▶ [Description of the task]:
Convert the material below into a JSON list of strings, with each line as its own string and blank lines omitted.

Object position labeling material:
══════
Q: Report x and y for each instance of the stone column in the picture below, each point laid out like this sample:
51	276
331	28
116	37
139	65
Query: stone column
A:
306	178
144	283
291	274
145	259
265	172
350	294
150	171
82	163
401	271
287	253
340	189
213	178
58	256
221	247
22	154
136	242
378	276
══════
▶ [Solution for this task]:
[
  "Q: Report x and y for each instance of the stone column in the picture below, each point laid out like this sample:",
  "51\t276",
  "331\t28",
  "116\t37",
  "139\t65",
  "Query: stone column",
  "A:",
  "306\t178",
  "144\t283",
  "291\t274",
  "145\t259",
  "265\t172",
  "350\t294",
  "150\t171",
  "82\t163",
  "401\t271",
  "287\t253",
  "340\t189",
  "213\t178",
  "58\t256",
  "221\t247",
  "22\t154",
  "136\t242",
  "378\t276"
]